* [Task to carry out]: Within the listing below, how many lines hold the string "paving"? Only the number is wanted.

* [Materials provided]:
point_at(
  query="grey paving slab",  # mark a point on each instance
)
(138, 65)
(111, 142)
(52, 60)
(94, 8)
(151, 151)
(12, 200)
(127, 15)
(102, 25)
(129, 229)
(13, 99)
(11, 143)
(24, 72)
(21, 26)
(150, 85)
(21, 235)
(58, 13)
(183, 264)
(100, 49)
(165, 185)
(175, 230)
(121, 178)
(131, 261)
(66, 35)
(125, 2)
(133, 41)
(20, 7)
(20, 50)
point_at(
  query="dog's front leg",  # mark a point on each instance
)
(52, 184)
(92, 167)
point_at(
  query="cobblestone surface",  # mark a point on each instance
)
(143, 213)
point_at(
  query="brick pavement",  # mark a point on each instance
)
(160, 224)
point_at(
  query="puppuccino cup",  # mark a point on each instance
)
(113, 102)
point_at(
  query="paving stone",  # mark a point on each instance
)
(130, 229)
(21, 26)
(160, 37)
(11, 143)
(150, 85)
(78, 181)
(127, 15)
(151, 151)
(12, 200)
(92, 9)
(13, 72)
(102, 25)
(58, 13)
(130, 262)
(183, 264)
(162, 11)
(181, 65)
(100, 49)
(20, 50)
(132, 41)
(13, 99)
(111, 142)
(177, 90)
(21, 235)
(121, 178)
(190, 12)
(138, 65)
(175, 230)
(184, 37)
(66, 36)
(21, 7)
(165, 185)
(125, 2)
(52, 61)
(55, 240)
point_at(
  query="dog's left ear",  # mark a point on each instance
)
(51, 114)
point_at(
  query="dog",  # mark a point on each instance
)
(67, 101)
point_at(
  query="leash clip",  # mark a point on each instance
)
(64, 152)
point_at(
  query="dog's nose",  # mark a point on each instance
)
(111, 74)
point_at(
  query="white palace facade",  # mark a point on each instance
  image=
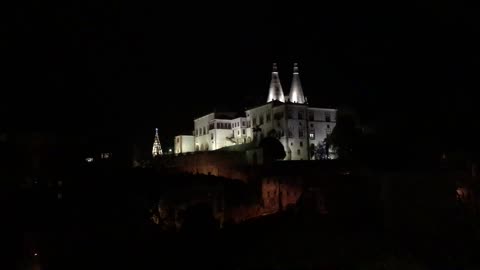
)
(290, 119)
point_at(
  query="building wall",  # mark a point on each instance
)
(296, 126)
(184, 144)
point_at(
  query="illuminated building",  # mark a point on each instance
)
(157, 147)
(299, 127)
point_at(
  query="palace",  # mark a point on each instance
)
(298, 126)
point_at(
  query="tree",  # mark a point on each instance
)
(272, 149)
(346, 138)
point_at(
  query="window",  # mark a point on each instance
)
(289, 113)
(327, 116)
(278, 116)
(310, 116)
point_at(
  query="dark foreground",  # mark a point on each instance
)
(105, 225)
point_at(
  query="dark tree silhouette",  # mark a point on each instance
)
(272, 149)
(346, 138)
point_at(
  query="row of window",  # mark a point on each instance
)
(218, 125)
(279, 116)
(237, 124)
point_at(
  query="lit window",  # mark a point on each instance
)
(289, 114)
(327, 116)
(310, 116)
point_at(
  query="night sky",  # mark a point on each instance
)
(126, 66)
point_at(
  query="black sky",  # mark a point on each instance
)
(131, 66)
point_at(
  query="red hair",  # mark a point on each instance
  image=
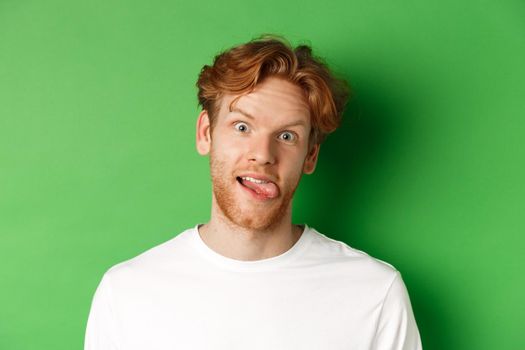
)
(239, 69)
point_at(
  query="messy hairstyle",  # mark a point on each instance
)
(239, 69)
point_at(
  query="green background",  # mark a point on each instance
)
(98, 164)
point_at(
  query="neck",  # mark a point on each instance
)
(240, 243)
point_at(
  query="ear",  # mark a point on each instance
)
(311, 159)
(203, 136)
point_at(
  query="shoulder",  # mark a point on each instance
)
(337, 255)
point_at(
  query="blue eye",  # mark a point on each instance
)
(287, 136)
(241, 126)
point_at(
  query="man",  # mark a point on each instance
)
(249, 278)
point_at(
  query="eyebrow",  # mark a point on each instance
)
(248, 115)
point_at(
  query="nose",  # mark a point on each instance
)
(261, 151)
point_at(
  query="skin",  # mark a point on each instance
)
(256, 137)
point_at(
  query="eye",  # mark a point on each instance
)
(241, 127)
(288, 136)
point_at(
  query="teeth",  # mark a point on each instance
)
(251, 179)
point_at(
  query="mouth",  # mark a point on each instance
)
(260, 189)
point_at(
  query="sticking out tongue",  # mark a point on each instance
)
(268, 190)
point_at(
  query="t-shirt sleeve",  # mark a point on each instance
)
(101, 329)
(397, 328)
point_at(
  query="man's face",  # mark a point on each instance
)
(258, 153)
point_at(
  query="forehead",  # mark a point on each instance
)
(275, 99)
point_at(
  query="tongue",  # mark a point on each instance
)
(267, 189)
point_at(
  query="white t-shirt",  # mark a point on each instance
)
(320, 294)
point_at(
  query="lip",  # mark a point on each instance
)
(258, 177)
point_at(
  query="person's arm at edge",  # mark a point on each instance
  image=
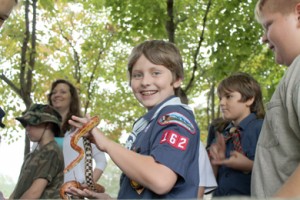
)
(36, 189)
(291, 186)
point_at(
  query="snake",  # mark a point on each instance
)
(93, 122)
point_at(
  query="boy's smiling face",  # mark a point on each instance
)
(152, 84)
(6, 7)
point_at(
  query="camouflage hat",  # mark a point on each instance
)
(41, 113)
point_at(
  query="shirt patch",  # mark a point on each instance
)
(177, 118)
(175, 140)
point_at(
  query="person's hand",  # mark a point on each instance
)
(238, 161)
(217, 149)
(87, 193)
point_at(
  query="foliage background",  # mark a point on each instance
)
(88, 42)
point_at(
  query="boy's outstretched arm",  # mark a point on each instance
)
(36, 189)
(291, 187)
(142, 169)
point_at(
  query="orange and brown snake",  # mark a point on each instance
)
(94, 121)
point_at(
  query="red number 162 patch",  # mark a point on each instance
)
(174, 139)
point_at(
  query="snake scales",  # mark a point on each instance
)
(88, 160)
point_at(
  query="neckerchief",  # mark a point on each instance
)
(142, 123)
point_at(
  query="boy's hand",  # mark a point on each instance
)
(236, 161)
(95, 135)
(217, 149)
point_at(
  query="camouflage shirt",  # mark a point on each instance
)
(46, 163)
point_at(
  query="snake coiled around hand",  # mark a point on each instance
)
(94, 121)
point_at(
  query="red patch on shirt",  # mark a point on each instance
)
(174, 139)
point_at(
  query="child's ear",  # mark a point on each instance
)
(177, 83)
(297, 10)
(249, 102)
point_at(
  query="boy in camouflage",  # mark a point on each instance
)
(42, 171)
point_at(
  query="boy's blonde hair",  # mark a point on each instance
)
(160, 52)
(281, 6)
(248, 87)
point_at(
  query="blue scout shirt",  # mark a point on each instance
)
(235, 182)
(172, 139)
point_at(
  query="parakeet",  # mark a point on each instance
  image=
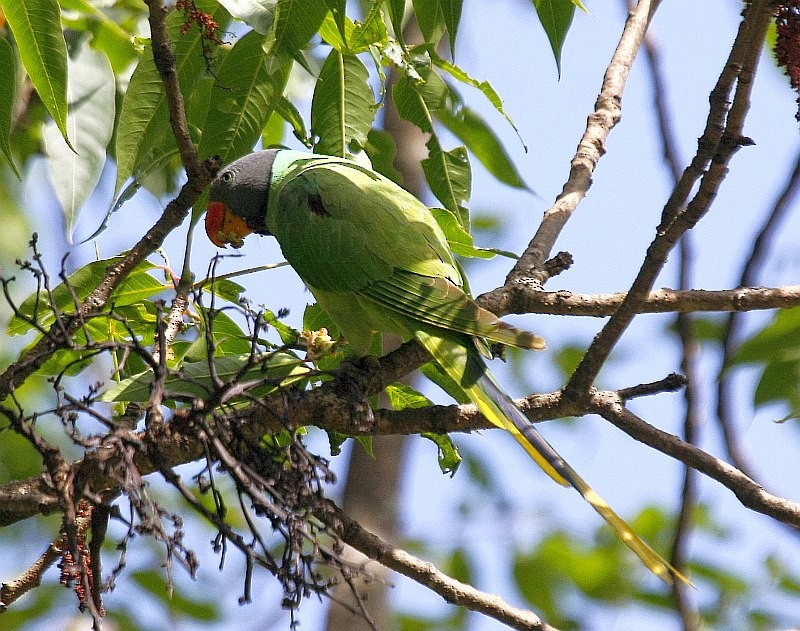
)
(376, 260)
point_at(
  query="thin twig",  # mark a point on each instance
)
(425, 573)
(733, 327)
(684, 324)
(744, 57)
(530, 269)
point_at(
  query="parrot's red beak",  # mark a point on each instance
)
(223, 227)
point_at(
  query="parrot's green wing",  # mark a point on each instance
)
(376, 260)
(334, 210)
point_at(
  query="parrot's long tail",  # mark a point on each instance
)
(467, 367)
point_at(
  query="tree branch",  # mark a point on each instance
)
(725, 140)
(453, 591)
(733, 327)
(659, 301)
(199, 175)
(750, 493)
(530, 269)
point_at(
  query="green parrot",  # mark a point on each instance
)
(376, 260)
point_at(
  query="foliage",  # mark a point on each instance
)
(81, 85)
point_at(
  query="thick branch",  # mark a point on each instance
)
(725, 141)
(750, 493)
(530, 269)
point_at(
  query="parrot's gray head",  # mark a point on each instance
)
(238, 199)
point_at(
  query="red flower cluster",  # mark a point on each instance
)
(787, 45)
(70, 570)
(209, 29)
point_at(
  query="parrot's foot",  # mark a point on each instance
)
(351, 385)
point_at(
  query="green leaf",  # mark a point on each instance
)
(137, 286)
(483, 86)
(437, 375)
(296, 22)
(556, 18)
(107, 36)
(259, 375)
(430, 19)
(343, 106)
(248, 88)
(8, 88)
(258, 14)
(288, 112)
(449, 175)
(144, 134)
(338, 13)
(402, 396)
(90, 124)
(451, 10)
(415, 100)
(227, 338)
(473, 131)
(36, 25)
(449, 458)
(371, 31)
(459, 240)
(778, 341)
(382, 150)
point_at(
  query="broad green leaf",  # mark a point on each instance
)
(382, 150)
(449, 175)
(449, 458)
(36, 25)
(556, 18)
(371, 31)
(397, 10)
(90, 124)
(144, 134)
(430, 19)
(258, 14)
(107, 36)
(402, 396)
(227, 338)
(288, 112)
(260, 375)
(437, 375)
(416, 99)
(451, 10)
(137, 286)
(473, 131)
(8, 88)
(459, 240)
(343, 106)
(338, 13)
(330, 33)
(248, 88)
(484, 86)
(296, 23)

---

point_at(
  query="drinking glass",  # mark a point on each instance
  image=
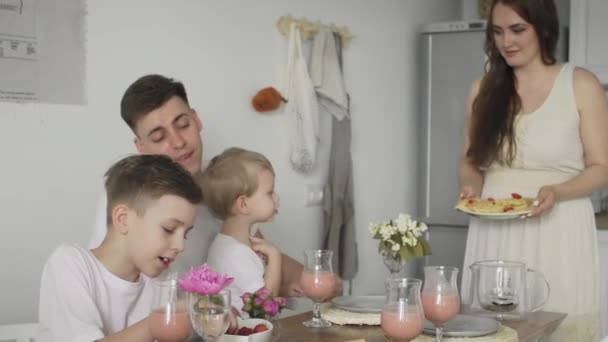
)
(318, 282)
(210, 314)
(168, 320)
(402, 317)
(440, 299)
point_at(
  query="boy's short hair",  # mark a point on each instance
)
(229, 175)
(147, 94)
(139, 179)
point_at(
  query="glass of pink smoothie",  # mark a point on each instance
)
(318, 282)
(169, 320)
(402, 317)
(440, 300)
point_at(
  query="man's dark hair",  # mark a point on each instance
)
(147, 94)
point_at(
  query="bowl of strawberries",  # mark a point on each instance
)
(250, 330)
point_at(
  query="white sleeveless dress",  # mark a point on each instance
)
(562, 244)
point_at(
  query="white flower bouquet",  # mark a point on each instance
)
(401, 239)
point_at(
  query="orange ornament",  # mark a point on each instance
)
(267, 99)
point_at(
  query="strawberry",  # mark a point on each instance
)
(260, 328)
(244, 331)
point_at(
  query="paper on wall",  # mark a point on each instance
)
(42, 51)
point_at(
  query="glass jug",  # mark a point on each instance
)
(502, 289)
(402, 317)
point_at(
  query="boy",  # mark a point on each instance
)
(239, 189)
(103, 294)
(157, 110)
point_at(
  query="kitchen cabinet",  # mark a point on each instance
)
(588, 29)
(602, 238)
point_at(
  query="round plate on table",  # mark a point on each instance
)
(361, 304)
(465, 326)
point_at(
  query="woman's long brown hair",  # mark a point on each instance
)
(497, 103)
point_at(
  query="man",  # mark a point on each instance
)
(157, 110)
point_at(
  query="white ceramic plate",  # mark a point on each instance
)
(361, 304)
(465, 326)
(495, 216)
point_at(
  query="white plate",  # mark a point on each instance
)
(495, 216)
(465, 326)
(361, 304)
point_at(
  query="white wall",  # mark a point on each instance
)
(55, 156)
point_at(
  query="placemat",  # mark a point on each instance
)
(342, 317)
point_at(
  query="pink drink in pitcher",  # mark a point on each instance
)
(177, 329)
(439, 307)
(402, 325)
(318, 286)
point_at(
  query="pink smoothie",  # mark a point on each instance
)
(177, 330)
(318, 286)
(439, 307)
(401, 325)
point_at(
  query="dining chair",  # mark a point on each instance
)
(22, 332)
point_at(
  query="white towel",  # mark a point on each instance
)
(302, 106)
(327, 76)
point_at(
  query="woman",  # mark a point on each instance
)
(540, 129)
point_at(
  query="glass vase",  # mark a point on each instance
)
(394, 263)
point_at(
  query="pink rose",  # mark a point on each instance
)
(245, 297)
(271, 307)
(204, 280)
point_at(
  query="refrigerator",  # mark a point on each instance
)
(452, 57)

* [Answer for the task]: 2